## What to work on
Copy each line below word for word and drop every image.

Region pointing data
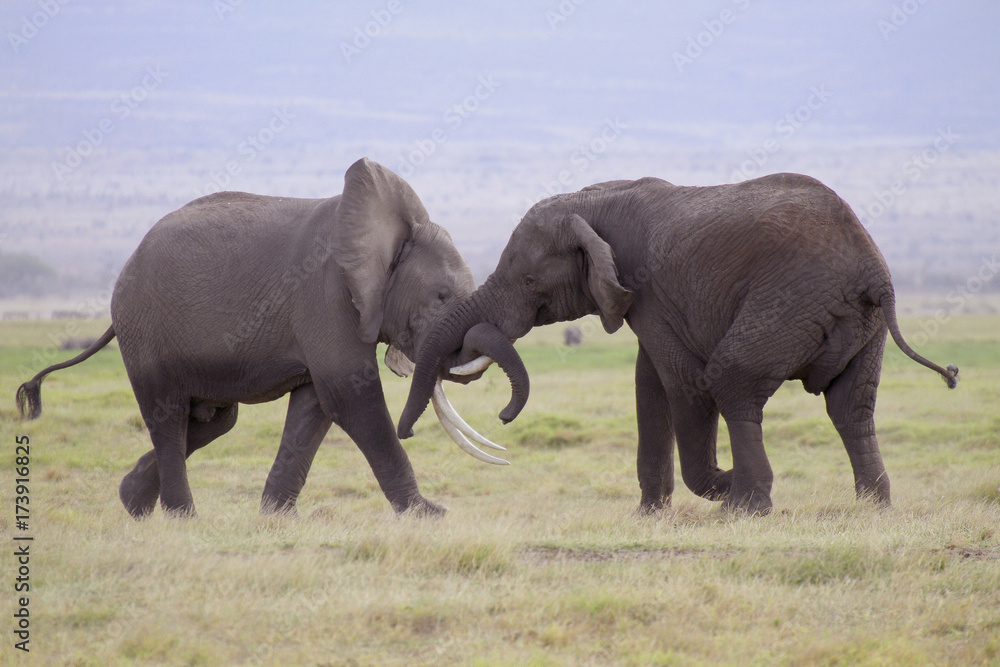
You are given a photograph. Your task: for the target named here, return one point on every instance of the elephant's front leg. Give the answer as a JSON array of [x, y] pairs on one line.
[[365, 418], [305, 427], [655, 459]]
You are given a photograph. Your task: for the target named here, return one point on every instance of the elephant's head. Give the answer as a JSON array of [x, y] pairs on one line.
[[404, 273], [555, 268]]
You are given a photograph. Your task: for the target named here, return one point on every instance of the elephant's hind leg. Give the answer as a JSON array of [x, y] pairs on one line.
[[305, 427], [140, 488], [655, 459], [850, 402]]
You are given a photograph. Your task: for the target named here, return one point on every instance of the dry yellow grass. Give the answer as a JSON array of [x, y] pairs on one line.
[[542, 562]]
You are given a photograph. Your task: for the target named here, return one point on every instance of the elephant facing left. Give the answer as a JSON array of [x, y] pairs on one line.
[[241, 298]]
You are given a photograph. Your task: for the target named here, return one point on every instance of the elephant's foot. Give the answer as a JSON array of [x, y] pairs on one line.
[[752, 501], [181, 512], [712, 486], [140, 488], [271, 505], [421, 507], [652, 507], [876, 491]]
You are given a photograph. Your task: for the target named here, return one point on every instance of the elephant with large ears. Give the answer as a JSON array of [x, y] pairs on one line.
[[730, 290], [239, 298]]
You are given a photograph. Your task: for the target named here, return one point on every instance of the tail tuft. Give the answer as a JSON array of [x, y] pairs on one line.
[[951, 379], [29, 399]]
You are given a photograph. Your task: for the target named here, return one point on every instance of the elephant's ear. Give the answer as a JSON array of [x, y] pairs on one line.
[[377, 214], [602, 285]]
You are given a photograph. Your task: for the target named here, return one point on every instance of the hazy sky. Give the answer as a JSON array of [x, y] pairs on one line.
[[392, 69]]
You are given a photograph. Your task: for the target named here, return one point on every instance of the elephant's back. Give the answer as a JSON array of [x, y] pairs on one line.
[[206, 280]]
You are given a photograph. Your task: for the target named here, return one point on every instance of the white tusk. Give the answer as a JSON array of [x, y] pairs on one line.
[[477, 365], [451, 414], [455, 434]]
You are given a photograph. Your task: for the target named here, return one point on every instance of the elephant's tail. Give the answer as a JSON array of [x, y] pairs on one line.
[[886, 299], [29, 394]]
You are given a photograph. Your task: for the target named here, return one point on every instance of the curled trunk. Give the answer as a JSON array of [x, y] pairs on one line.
[[464, 328]]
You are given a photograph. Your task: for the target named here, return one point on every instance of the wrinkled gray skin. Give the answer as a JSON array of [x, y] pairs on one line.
[[239, 298], [731, 290]]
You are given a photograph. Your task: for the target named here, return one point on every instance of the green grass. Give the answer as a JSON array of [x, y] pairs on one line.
[[543, 562]]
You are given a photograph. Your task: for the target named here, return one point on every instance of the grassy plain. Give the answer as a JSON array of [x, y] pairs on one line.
[[541, 563]]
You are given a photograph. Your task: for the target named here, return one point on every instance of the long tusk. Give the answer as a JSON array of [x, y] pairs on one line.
[[451, 414], [457, 435], [477, 365]]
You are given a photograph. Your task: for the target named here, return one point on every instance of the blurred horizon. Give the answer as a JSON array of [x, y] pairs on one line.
[[113, 114]]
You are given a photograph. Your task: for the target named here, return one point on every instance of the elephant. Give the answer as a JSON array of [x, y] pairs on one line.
[[241, 298], [730, 290]]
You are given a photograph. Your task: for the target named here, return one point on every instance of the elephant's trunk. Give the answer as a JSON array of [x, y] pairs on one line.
[[464, 327]]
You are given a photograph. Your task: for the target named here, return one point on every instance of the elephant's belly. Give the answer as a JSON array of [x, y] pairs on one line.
[[278, 390]]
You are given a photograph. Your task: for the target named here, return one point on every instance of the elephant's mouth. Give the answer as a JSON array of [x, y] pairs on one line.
[[457, 428]]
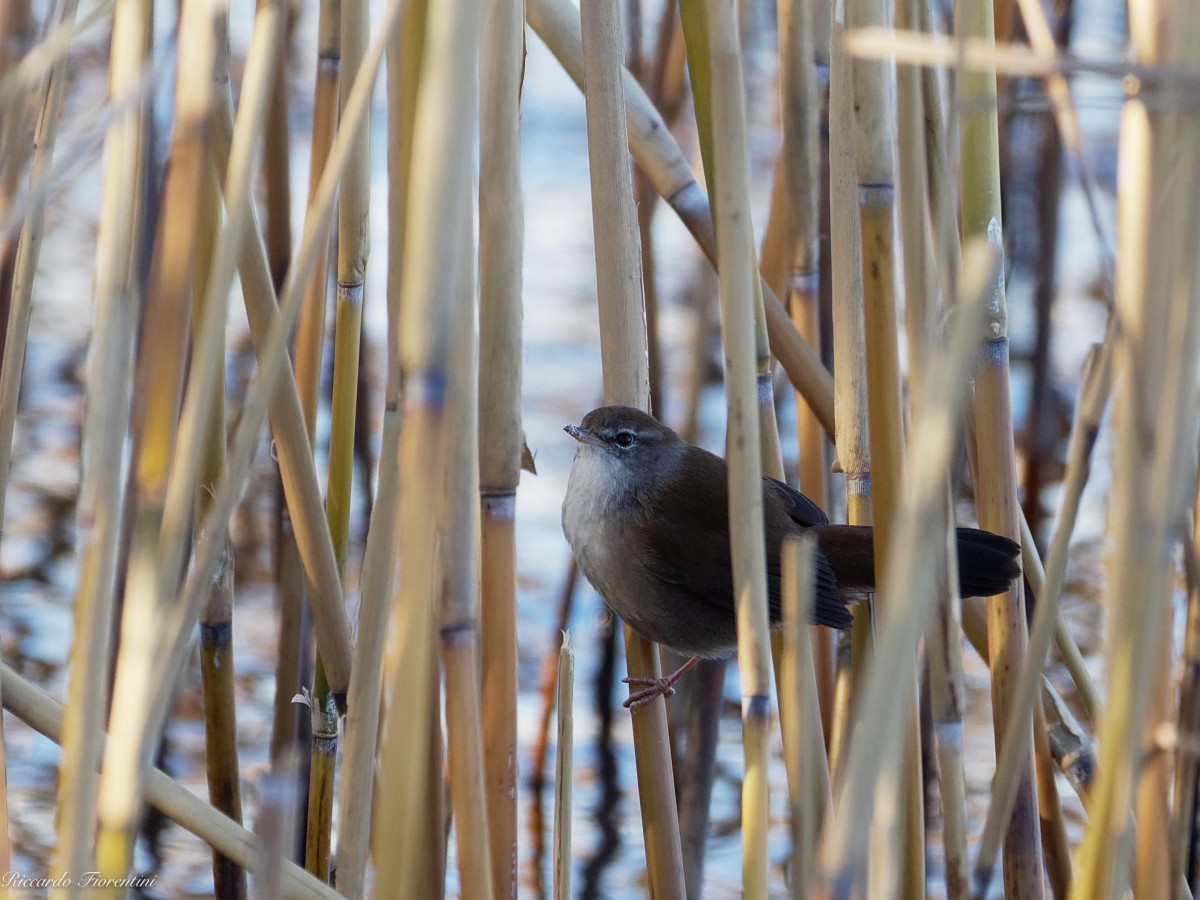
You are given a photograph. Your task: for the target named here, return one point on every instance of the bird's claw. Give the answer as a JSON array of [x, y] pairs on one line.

## Result
You are given a photograph. Your task: for the target named here, return one point on every instance of the elephant's front leg. Give the answer as a JSON array of [x, y] pairs on one line.
[[365, 418], [305, 427], [655, 459]]
You are given a photograph. Your task: for the target named here, return one point on every instance of the elephant's head. Give the answer as a JSON array of [x, y] pairs on one line.
[[404, 273], [555, 268]]
You are given a photograph. Your task: for the target named here, return one point on every instance of the elephant's hind leg. Give the answer as a JSON array of [x, y] pairs on one line.
[[305, 427], [140, 488], [655, 459], [850, 402]]
You are given a photograph. Your task: for the target named here, return one point on every instance of the dry yellow grass. Give the answer as a JSON array of [x, y] pairs on one line.
[[542, 562]]
You are given a photograph. Your task: for the target named here, return one point on every instance of the elephant facing left. Give the answer as a JSON array of [x, y] pairs on one line.
[[241, 298]]
You are given a photograph. Your task: for the target named here, return one point on every instance of the elephant's foot. Give the answer as a JSON array of [x, y] pairs on one line.
[[752, 501], [181, 512], [712, 486], [140, 488], [271, 505], [421, 507], [652, 507], [876, 491]]
You are given a photograph. Your task: for the target named here, return one point on every instance of the elephant with large ears. Give the answer as a JSON array of [x, y] pairs on one line.
[[730, 290], [239, 298]]
You are given a photograph. Your task: for the target named here, return one point on every instance of the tail tuft. Give the answer as a JSON array of [x, y] pairs on one line.
[[951, 379], [29, 399]]
You are given a photograph. Your task: for the target named here, return one point on every instance of the elephant's ear. Give the answer as a JSON array of [x, y] pairs on one line.
[[377, 214], [602, 285]]
You are given a photograph. Your task: for the target named here, return one point on every instance of the hazy sky. Give the answer as a JSON array of [x, y] pairs on one line.
[[392, 69]]
You are given a photograph. Your task: for the target named here, return one point on every instance of the elephant's back. Give the answer as a JSON array of [x, y] pairs on one line.
[[206, 280]]
You are given a photograph. Your task: for the target named here, return one point on every instance of the white tusk. Give the answer as a JSON array of [x, y] pairs on one line.
[[477, 365], [451, 414], [455, 434]]
You are given a photograph. Your task: for the target named here, return one point on every instance of the elephant's tail. Give the answer as a JSON array of [x, y] pairs on one line.
[[886, 299], [29, 394]]
You are given a photograph. Your task: for the target named here, return one point on every instance of the curled trunk. Give the answer as a JSON array of [x, y] pairs on one line.
[[464, 328]]
You are given a photograph. Your task: for the target named here, return one point on every instance of the wrinkled gray skin. Give the answer as a JSON array of [x, y] pairs on one line.
[[239, 298], [731, 290]]
You are given a photograph. Your task: for the target named here, return one point on every instance of the green grass. Give the answer as a JSON array of [x, y] pairs on one line.
[[543, 562]]
You are given a photograph. Your task: for the target named here, return one point on every instance of the grassy plain. Give the answer as a JSON array of [x, y] pairs on one line.
[[541, 563]]
You are given a photograph. Your task: for the target named here, return one point on every instance of the long tusk. Give the answer as a JSON array of [x, y] pairs on one line.
[[451, 414], [457, 435], [477, 365]]
You are given a photograph. Your task: for the target named here, return one point on every instance of the blurred horizon. Give the answer as a JSON array of [x, y] pairs on one line.
[[113, 114]]
You are given a photograph. Your task: for the target named here, return one point on every instance of the elephant. Give the answer as a JSON array of [x, y] pairs on one line.
[[241, 298], [730, 290]]
You are given a photograph. Your task: for the target named here, return one point on every instance of the elephant's trunk. Give the answer as a JSON array of [x, y] pairs on one line.
[[464, 327]]
You are given a photograph. Your task: for the target named here, return one point on every instance of the elephant's belly. Give the answer as a JSON array of [x, y] pairs on one line.
[[278, 390]]
You are given a photograph. Your task: for the target named here, return one point on every instance of the elephant's mouth. Give the answer as a JSON array of [x, y] pairs on one line.
[[457, 428]]
You are given a photograph. Your task: for the target named here, return one point on every instance of the bird's claw. Give the answer as a JSON array of [x, y] pairs on one line.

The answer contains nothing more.